For someone who isn’t the “official decider”, you make a lot of claims about reality and about your god.
I, on the other hand, am assuming no authority. I’m simply pointing out that your claims are unsupported and incoherent. If you disagree, provide the support and articulate your views coherently.
Repeating incoherent statements does not make them more coherent. Not that I expect an answer after you’ve repeatedly failed to provide one, but hope springs eternal: What exactly do you mean when you say “Truth exists”? Do you simply mean that it is possible to make statements that correspond somewhat closely to reality or do you mean something else? In what sense are you using the word “truth”? Please note that claiming an abstract noun exists, as a literal meaning of your words suggests, is nonsensical.
Another claim you often repeat but never support with any logical argument.
And yet another claim you often repeat but never support with any logical argument.
Don’t you ever tire of spewing nonsense?
Yet you claim your god is omnipotent, omniscient, and the creator of everything. There is therefore nothing that is not your god’s responsibility. It knew what you would do before it even created you, by your own definition of its charateristics. Therefore it is to blame for any delusions you have.
Just more on the list of charges your deity should face if it turns out to actually exist.
Any assertion about God that uses the classical definition will be a synthetic a priori assertion, since such assertions cannot be analytic (bypassing the very large question of what “analyticity” is) or empirical (again, bypassing the somewhat large question of what “empirical” is).
That is to say, as standardly understood, the propositions of scholastic and rational theology and metaphysics are neither (1) statements indexed to spatio-temporal particulars and identifiable as such relative to some actual or possible rational being with sensory consciousness (and so not “empirical”), nor are they (2) statements that could be reconstructed as axioms or theorems an extensional or intensional formal system (and so not “analytic”).

• **GIVEN INFORMATION**:
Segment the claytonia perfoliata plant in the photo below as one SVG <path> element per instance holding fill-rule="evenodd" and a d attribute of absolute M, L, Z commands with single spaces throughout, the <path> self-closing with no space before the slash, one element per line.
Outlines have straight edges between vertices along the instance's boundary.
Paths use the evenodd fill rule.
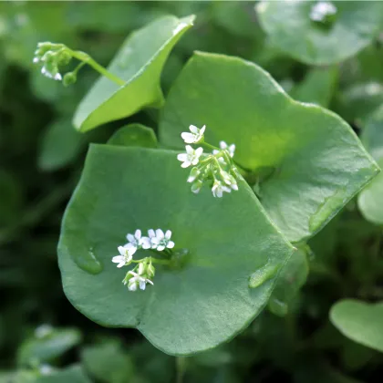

• **REQUIREMENT**: List each distinct word or phrase that the passage arguing about claims for God puts inside quotation marks.

• **SOLUTION TO THE EXERCISE**:
- official decider
- Truth exists
- truth
- analyticity
- empirical
- analytic